**** Bereitgestellter Text
Ob hier ein Provisionsdeckel eingezogen wird, muss man sehen. Wenn dies drohen sollte, werden wir die ganze Kraft der politischen Interessenvertretung des BVK dafür einsetzen, dieses zu verhindern.
Im Bereich der betrieblichen Altersversorgung bleiben viele Ankündigungen vage. Welche konkreten Maßnahmen wären aus Sicht unabhängiger Vermittler nötig, um die bAV vor allem in kleinen und mittleren Unternehmen wirksam voranzubringen?
Die Haftung für Arbeitgeber sollte gemindert und die steuerliche Förderung weiter ausgebaut werden. Daneben könnte die Doppelverbeitragung von Krankenkassen- und Pflegeversicherungsbeiträgen ganz aufgehoben werden und nicht nur bis zu der Grenze von 187 Euro Betriebsrente. Denn gerade die Doppelverbeitragung mindert doch für viele Betriebsrentner die Rendite.
Daneben ist die Förderung von Geringverdienern beispielsweise durch den Verzicht auf die Anrechnung von staatlichen Leistungen und die Portabilität der bAV-Verträge wichtig, damit Beschäftigte auch in kleinen und mittleren Unternehmen über die bAV vorsorgen.
Sind die geplanten Maßnahmen generell ausreichend, um die Altersvorsorge in Deutschland zukunftsfest aufzustellen?
Da der Koalitionsvertrag nach unserem Dafürhalten in dieser Hinsicht noch relativ vage ist, kann man das zurzeit nicht feststellen. Die Ansätze sind gut und vielversprechend, aber es kommt auf die konkrete Umsetzung an. Diese wird der BVK eng begleiten.
Kann man angesichts der Weltlage derzeit auch nicht mehr Reformeifer erwarten?
********
**** Vorliegende Datensätze
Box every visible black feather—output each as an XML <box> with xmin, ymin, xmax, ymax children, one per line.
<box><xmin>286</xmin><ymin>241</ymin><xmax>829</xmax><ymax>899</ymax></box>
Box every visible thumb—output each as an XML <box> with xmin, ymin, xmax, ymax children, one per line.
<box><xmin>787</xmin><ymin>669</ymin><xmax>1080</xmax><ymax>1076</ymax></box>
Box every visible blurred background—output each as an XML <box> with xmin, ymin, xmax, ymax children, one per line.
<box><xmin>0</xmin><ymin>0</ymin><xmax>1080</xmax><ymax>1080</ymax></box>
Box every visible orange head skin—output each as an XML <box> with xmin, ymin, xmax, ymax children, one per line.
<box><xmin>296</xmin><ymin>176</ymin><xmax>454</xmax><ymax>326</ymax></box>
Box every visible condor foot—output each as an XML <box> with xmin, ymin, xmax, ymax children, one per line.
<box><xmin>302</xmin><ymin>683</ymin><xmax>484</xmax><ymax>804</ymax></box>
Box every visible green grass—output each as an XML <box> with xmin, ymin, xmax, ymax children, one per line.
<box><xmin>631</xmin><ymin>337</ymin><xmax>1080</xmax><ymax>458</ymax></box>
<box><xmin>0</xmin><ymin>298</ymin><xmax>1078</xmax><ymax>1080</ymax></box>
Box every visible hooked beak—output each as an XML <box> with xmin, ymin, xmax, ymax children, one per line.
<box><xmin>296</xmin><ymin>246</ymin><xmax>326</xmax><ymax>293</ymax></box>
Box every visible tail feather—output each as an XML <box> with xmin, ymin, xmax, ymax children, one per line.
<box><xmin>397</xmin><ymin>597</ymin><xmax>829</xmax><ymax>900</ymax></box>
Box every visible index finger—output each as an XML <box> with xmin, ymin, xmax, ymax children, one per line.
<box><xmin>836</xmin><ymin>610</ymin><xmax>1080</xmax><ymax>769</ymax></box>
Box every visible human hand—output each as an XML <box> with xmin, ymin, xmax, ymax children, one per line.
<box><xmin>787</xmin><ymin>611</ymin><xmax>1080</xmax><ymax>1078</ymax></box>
********
Aufgabenstellung = Kopiere aus dem Text zur Altersvorsorge wortgetreu die Stelle zwischen „Ob hier ein“ und „Betriebsrentner die Rendite.“, beide eingeschlossen. Die Datensätze werden für die Bearbeitung nicht gebraucht.

Erledigte Aufgabe =
Ob hier ein Provisionsdeckel eingezogen wird, muss man sehen. Wenn dies drohen sollte, werden wir die ganze Kraft der politischen Interessenvertretung des BVK dafür einsetzen, dieses zu verhindern.
Im Bereich der betrieblichen Altersversorgung bleiben viele Ankündigungen vage. Welche konkreten Maßnahmen wären aus Sicht unabhängiger Vermittler nötig, um die bAV vor allem in kleinen und mittleren Unternehmen wirksam voranzubringen?
Die Haftung für Arbeitgeber sollte gemindert und die steuerliche Förderung weiter ausgebaut werden. Daneben könnte die Doppelverbeitragung von Krankenkassen- und Pflegeversicherungsbeiträgen ganz aufgehoben werden und nicht nur bis zu der Grenze von 187 Euro Betriebsrente. Denn gerade die Doppelverbeitragung mindert doch für viele Betriebsrentner die Rendite.